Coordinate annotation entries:
···
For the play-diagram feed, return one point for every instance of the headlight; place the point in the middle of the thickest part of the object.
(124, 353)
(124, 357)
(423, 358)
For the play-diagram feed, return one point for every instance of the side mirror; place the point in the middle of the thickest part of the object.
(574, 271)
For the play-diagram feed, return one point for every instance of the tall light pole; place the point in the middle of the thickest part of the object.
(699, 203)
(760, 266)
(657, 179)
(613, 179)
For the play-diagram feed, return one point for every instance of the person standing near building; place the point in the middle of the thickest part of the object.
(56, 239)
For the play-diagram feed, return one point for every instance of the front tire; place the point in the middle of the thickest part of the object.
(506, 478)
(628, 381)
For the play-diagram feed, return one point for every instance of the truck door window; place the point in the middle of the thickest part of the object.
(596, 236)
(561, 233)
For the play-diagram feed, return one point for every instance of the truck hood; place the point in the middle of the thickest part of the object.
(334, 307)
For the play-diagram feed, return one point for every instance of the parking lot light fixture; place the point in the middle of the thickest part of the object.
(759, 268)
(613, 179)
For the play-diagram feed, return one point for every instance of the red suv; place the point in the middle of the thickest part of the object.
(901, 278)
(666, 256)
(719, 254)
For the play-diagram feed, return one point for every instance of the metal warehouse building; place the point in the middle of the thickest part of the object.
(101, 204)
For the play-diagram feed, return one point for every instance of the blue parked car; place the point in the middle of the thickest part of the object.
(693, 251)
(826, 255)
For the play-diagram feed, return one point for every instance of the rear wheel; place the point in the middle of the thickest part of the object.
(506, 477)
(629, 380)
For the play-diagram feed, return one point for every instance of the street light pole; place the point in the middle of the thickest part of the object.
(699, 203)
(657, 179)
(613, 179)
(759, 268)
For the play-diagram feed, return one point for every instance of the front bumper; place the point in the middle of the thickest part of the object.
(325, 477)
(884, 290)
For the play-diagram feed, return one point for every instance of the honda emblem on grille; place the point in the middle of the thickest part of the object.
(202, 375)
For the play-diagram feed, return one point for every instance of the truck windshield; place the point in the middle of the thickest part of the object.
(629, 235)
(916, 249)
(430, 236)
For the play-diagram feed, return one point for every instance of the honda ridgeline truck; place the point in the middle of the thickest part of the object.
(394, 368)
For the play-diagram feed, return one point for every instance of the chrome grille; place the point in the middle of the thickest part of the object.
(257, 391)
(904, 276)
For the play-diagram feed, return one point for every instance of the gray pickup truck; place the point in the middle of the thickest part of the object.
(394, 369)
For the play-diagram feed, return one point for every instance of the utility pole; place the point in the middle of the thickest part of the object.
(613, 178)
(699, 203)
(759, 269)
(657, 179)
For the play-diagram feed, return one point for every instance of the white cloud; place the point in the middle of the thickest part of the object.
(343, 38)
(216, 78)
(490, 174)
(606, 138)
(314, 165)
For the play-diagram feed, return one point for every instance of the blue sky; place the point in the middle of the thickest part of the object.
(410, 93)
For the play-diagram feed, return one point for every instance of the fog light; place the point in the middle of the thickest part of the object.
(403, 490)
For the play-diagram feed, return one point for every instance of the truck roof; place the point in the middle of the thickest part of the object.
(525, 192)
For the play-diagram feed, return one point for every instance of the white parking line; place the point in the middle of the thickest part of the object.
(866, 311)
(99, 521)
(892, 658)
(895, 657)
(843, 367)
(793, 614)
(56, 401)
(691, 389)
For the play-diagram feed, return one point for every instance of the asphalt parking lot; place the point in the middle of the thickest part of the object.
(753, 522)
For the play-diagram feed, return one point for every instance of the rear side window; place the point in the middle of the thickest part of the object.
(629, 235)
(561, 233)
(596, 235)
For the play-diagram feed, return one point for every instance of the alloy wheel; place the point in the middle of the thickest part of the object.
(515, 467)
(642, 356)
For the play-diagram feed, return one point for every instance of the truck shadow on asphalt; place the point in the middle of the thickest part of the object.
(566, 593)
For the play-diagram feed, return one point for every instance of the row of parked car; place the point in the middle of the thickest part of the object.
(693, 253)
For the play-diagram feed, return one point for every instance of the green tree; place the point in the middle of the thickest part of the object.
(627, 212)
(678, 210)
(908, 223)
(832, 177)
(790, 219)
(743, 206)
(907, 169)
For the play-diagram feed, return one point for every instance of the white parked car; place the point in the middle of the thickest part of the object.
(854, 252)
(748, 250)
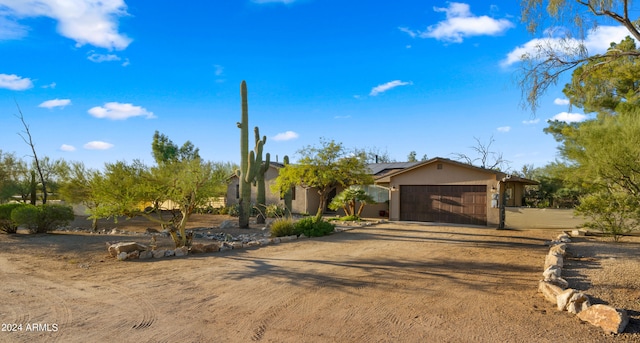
···
→ **Task instructions**
Extract every line of the material above verbatim, leaving the pictures out.

→ **Correct result**
For the play-diagram feed, return one point for every instance of the headlight; place the point in the middle of the thickest part of the object.
(124, 353)
(124, 357)
(423, 358)
For the play-diagram feed, return one point for every instance of the side mirror; place the point in the middle of the thickest part of the object.
(574, 271)
For the play-diagram feed, return one point for every instance of the tall light pole; place the point in the middle of the thickest part of the object.
(699, 203)
(760, 266)
(657, 179)
(613, 179)
For the play-diagram feed, return one point for every instance of the person standing near building; place the point in the middle of the thickest part of the object.
(56, 239)
For the play-diagram feed, return one point for every instance of the front tire; place the point in the middle of the thickest part of the object.
(506, 478)
(628, 381)
For the play-diagram feed, return one point for every instance of the truck door window; place the point in the middle of the thickest part of the object.
(596, 236)
(561, 233)
For the play-diagram feed, return one point for every instance of the truck hood; place the point in the middle of the thickest part of the object.
(334, 307)
For the play-diagram feed, return one point for every instance of the parking lot light fixture; place the point in the middle of the thickest part of the object.
(759, 268)
(613, 179)
For the play-diagram feed, return one point for every instance of the red suv; place the point in the middle of the thickest part of the object.
(901, 278)
(666, 256)
(719, 254)
For the play-diagram feed, return one point for every instance of the metal warehouse building; place the point in the middle of the thickest part of the object.
(101, 204)
For the play-diagram feed, return one point for every instance of the blue parked car; place the point in the middle of the thickest part of the object.
(693, 251)
(826, 255)
For the play-diagram feed, return one point for every instance of the rear wheel; place the point in the middle of the thickest part of the object.
(506, 477)
(629, 380)
For the play-diagram feed, return one point for every instance of the street light pole; place the point in the middle of the thickest part of the object.
(699, 203)
(657, 179)
(613, 179)
(759, 268)
For the play-diagram feed, return one point for every instance of the front bumper; place the point in the middle of the thickest part of the object.
(325, 477)
(884, 290)
For the play-diagram feed, return one point for every instance of the honda emblem on grille; place the point in the middle of the thickest part of the object.
(202, 375)
For the play-diagram feed, return one point for every instance of the truck windshield; place the point in the middle of the thickest part of the object.
(629, 235)
(916, 249)
(430, 236)
For the play-diagram feed, return one point for every instance of the honda ridgeline truck; place the point in the middle of the thickest part of the object.
(394, 368)
For the play-diagram feed, return one point for every instance of the chrome grille; place the point in the middle of the thickest part of the object.
(257, 391)
(904, 276)
For the play-diagram feed, return one point for every instance of the gray pickup truck; place the point in the middle of the thickest part of the object.
(394, 369)
For the play-diagram feed, return one point for every instance of the utility pole; place the point in the middle of the thickest part of the object.
(613, 178)
(699, 203)
(759, 269)
(657, 179)
For the play-diagram feed, return one point for every instance of the white cloud; place the point in the middle of the thickest part of the object.
(343, 38)
(216, 78)
(490, 174)
(606, 138)
(314, 165)
For the play-diagram feed, return one point for every instance of the blue sky; place the point in the middle of the thickest part of the object.
(410, 93)
For the play-diagram feed, return one point for every instance of the fog light; place the point in the middle of the thickest part of the object.
(403, 490)
For the play-diagram feed, return one point for every instance of the truck roof; place the point in the middle of the thickest part of the object.
(525, 192)
For the play-diagram feed, return one point for every instance of the white parking line; place the point in the middle of the thickest part of the object.
(866, 311)
(99, 521)
(892, 658)
(895, 657)
(843, 367)
(793, 614)
(56, 401)
(691, 389)
For the play-diagram feed, return one point for every instance of the asphalt parking lot; place the point in the middle of the thickest part of the object.
(753, 522)
For the play-diagram feed, return one point for every instance of the rear side window; place the point in the middle of the thickest part of the object.
(629, 235)
(561, 233)
(596, 235)
For the play-diagram feed, return one point for every instance of the alloy wheel; place the point in the middle of the thickest part of the object.
(515, 467)
(642, 356)
For the play-diagram feed, return one point for every instance of the truck shadow on asphalt; place the point in the middle of the thickest part of the object.
(566, 593)
For the play-diagram feed, return one point for every instance of the row of parked car; place the point in the middle of the thickest part of the object.
(693, 253)
For the play-diagram feed, return one point for every instance of the green tree; place the point in the middle of the thickest part of the object.
(627, 212)
(678, 210)
(908, 223)
(832, 177)
(790, 219)
(743, 206)
(907, 169)
For the play-diagram feed, return one point for every instance of the white parked car; place the point in the middle of the thickest part of the object.
(854, 252)
(748, 250)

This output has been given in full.